| Schriftliche Aufgabe 1 |
Gib die Anzahl der Zeilen in den Einträgen an, die die Zeichenfolge „blue“ enthalten, unter Beachtung der Groß- und Kleinschreibung. Antworte ausschließlich mit der Zahl.

Samstag, 21. Januar 2023

Stunde der Bewährung


 

 

 

 

 

 

 

 

 

 

 

 

 

 

 

 

 

 

 

 

 

 

Regie: Ulu Grosbard

Ewiger Verlierer...

Die 70er Jahre haben filmgeschichtlich sehr viele Meisterwerke hervorgebracht, die auch heute noch von den Filmliebhabern im besonderen Maße geschätzt werden. Kein Jahrzehnt danach hatte diese vielen progressiven Stoffe zu bieten, das Publikum hatte ein starkes Interesse an realistischen Geschichten, sie durften auch düster und hoffnungslos sein. Verlierer gab es in diesem Film häufig, dafür weniger Superhelden. Luke Skywalker von "Star Wars" und der von Christopher Reeve gespielte "Superman" waren da die Ausnahme.
Der gebürtige Belgier Ulu Großbard stammt aus einer jüdischen Familie, die aufgrund der Verfolgung durch die Nazis Europa verließen und auf Umwegen in die USA auswanderte.

| Schriftliche Aufgabe 2 |
Schreibe den Text über den Film „Stunde der Bewährung“ im Anschluss an seinen letzten Satz weiter.

| Bereitgestellte Daten |
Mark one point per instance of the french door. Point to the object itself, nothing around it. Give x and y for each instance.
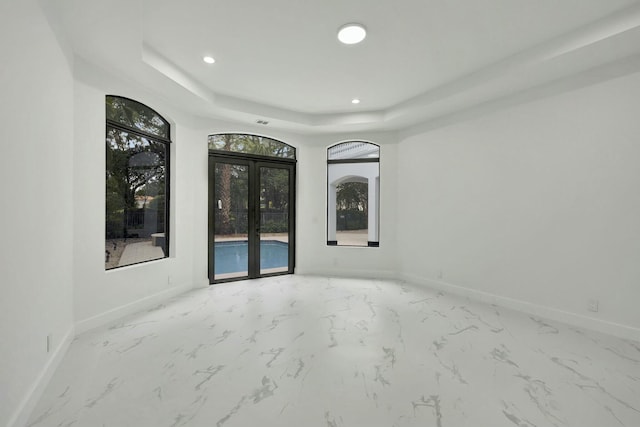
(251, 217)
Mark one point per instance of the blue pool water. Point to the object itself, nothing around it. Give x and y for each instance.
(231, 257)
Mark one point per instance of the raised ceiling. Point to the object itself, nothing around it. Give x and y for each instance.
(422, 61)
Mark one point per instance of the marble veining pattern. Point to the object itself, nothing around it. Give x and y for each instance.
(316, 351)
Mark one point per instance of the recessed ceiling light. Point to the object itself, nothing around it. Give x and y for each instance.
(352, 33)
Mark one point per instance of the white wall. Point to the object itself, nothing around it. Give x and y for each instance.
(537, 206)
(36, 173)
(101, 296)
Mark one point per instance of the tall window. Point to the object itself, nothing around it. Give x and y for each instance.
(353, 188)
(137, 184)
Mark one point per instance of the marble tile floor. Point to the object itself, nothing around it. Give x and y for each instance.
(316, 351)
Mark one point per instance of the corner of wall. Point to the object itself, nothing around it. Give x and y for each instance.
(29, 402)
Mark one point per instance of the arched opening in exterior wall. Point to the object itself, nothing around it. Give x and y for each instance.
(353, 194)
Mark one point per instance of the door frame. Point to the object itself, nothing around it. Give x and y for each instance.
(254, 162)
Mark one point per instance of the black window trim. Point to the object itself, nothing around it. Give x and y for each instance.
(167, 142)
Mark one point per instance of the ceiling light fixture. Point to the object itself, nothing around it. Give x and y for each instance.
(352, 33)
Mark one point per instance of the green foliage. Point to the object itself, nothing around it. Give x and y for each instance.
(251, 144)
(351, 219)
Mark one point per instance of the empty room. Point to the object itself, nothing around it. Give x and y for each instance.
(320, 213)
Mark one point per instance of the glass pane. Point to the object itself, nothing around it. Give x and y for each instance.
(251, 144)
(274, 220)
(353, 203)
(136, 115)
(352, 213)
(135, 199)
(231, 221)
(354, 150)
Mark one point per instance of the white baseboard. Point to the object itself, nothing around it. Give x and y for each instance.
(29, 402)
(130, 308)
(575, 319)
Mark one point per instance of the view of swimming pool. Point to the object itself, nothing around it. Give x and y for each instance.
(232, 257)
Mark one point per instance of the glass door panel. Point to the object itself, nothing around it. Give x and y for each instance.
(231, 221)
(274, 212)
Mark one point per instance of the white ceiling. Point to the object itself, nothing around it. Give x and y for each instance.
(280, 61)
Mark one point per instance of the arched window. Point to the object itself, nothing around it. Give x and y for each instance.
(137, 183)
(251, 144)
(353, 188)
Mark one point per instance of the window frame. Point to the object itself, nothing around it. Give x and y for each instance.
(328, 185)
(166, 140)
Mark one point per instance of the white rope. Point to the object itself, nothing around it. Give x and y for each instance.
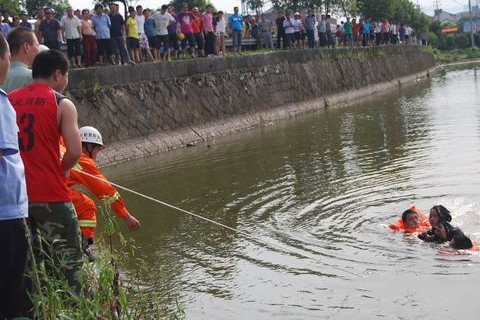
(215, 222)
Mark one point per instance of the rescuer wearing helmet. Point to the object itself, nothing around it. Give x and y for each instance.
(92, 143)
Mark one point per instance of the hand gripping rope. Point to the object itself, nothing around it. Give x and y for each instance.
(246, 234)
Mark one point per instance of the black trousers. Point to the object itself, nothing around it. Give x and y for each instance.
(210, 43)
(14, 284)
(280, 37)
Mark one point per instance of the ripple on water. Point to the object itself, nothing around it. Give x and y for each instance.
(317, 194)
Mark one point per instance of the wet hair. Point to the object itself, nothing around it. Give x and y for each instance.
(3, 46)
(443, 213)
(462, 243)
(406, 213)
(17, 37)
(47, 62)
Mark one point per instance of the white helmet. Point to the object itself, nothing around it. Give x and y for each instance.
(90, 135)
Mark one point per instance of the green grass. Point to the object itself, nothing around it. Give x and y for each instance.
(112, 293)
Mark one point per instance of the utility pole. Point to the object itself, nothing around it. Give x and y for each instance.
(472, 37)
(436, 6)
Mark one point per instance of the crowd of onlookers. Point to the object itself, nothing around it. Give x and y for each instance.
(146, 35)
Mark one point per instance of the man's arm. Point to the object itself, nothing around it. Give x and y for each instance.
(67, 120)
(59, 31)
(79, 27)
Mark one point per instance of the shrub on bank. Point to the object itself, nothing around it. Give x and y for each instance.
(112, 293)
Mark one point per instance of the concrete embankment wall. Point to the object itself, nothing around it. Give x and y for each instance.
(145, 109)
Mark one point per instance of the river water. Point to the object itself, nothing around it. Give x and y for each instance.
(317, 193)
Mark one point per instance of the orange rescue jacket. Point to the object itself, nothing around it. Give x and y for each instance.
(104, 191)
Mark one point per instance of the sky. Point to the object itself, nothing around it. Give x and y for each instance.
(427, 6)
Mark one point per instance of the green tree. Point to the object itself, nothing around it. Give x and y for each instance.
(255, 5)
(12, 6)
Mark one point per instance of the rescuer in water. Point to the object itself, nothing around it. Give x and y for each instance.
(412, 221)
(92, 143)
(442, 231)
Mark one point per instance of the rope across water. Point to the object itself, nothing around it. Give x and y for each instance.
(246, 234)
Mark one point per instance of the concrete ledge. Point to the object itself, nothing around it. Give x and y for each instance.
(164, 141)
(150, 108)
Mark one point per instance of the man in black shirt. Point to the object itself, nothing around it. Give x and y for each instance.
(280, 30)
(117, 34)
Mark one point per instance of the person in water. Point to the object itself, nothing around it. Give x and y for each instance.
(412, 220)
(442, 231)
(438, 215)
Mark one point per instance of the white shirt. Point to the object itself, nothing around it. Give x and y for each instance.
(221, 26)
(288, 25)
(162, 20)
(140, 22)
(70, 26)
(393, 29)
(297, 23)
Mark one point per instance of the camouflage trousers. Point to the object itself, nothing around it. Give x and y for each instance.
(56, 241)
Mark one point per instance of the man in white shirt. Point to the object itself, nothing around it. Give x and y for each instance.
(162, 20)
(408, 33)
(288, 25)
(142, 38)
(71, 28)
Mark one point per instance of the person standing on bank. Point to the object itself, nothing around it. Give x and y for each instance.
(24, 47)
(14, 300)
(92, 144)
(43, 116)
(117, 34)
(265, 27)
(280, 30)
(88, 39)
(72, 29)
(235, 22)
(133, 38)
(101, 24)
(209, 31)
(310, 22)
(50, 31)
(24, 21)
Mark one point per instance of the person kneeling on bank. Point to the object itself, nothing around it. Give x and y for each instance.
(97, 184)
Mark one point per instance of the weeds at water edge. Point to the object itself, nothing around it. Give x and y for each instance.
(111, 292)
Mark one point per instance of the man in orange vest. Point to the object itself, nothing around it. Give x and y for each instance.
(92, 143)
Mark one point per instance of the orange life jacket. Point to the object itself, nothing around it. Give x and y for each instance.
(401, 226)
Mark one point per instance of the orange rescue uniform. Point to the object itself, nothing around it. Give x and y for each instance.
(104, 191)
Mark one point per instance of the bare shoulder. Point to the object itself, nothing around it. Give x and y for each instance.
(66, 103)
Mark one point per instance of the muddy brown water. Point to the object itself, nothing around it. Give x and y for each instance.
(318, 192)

...

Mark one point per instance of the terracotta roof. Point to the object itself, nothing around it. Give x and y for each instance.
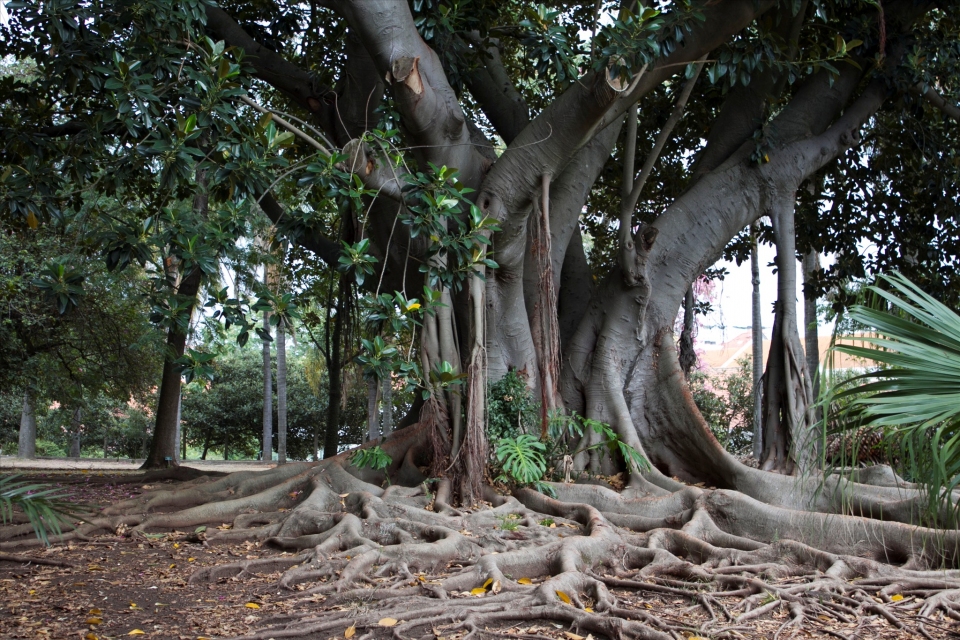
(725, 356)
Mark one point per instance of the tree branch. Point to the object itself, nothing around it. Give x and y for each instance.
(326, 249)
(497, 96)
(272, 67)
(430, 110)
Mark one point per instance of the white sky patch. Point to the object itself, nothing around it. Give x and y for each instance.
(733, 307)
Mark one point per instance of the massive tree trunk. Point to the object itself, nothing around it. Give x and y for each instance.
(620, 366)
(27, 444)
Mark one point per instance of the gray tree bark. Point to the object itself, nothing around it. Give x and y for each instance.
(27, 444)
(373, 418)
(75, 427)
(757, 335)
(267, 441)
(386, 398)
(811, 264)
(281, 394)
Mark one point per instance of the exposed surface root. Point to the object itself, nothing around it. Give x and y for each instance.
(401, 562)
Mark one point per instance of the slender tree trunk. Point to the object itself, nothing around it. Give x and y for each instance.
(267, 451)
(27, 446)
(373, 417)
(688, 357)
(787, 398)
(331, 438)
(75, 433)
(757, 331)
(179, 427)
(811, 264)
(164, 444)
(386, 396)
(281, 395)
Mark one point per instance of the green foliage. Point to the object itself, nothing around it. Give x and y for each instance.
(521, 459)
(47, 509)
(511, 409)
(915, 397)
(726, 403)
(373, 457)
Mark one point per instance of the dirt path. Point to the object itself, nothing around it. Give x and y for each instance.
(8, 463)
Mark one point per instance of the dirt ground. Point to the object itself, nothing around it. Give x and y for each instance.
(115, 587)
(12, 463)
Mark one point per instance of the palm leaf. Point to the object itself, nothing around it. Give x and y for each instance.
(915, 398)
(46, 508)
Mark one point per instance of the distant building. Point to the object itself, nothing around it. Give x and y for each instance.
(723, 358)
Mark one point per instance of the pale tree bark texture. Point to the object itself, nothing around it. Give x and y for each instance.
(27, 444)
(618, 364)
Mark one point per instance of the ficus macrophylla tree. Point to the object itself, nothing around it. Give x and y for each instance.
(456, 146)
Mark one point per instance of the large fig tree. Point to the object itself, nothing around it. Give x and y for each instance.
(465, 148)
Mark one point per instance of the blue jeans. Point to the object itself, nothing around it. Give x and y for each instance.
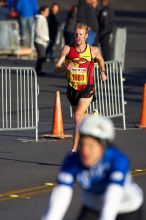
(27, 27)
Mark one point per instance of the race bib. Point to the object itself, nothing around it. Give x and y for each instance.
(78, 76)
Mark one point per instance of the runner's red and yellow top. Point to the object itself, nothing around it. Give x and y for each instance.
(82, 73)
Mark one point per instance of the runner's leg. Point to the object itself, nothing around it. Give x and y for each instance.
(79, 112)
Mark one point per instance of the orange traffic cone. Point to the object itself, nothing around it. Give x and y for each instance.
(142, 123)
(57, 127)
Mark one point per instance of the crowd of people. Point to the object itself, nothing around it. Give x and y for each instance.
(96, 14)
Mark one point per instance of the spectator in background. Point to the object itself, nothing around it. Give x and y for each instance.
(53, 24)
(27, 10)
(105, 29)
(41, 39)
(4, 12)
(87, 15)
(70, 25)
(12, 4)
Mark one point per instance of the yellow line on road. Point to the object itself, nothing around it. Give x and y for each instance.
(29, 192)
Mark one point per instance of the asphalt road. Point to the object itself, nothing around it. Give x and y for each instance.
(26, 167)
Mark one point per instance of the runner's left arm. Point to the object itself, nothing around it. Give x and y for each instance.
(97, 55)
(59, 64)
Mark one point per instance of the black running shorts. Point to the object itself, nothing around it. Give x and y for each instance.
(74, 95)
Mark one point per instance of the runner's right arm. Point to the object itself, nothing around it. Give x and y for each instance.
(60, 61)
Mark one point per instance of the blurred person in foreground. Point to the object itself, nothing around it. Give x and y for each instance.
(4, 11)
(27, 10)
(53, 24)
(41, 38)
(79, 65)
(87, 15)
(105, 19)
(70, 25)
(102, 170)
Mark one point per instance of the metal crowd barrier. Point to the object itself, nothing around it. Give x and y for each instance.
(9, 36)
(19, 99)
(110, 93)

---

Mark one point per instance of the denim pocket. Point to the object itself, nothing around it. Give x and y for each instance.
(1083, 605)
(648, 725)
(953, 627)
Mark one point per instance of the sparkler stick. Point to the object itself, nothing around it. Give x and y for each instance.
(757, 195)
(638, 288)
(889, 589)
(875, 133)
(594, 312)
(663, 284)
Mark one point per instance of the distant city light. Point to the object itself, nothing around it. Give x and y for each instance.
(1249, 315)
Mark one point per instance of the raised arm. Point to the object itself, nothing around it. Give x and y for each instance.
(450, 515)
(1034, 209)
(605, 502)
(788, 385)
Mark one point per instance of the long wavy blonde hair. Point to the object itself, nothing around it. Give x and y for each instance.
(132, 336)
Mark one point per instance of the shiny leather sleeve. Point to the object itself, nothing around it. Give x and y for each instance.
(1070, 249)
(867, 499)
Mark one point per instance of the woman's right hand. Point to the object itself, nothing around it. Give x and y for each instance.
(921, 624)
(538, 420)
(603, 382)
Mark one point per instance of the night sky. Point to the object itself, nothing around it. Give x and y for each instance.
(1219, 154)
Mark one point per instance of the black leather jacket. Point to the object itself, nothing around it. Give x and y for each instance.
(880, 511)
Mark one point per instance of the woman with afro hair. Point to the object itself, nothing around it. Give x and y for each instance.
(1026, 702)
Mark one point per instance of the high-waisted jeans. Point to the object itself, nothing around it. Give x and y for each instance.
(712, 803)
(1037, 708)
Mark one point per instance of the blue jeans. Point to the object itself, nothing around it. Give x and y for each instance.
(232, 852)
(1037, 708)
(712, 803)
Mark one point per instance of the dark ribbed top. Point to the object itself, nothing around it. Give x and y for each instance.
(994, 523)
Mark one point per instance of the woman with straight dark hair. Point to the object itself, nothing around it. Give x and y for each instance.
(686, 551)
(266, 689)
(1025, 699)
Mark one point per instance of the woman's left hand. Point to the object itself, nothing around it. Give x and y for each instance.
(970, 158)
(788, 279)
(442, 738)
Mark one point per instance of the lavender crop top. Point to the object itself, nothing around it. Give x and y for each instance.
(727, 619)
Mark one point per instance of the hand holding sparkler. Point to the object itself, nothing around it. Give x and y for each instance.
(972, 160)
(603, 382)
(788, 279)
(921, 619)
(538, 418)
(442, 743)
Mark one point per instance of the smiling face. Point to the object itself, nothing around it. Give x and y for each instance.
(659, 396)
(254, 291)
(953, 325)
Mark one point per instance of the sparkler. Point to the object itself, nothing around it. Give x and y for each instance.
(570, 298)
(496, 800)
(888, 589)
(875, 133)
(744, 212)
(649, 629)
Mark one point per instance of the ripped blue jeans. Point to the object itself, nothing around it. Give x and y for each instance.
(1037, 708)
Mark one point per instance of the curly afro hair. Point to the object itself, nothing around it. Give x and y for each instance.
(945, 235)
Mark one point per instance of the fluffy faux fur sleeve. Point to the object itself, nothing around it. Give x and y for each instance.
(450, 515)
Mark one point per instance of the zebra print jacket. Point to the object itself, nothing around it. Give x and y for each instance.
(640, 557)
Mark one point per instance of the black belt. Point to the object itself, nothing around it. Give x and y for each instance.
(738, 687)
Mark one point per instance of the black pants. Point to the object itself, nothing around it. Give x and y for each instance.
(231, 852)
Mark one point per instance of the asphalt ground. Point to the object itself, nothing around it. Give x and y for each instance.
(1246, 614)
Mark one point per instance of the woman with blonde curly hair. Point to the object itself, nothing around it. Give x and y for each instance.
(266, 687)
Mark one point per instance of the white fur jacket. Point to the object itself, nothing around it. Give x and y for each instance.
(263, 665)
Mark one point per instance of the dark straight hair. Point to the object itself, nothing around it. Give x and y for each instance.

| Schriftliche Antwort 1 |
4

| Schriftliche Antwort 2 |
Seine Liebe galt dem Theater, er interessierte sich aber auch für den Film. Unter Arthur Penn war er Regieassistent in dem Erfolgsfilm "Licht im Dunkel". Seine Regiearbeit "Wer ist Harry Kellerman ?" fand große Beachtung, es vergingen allerdings 7 Jahre bis er die Regie in dem düsteren Neo Noir "Straight Time" übernahm - der Film ist in Deutschland unter dem Titel "Stunde der Bewährung" bekannt. Wobei "bekannt" fast schon etwas übertrieben ist. Trotz der ausserordentlichen Qualität dieses Films, in dem Hauptdarsteller Dustin Hoffman eine seiner besten Rollen in seiner Karriere zeigt, ist der Film stark in Vergessenheit geraten.
Großbard zeigt die Geschichte des Verlierers Max Dembo - am Ende des Films werden seine polizeilichen Verhaftungsfotos der Jahre 1972, 1966 und 1954 gezeigt. Letzeres zeigt Hoffman als Teenager. Somit wird dem Zuschauer klar, dass die kriminelle Karriere dieses Mannes schon in seiner frühen Jugend begann. Viele wollten in diesem Max Dembo den Straftäter Edward Bunker gesehen haben, der einst der jüngste Gefangene von San Quentin war.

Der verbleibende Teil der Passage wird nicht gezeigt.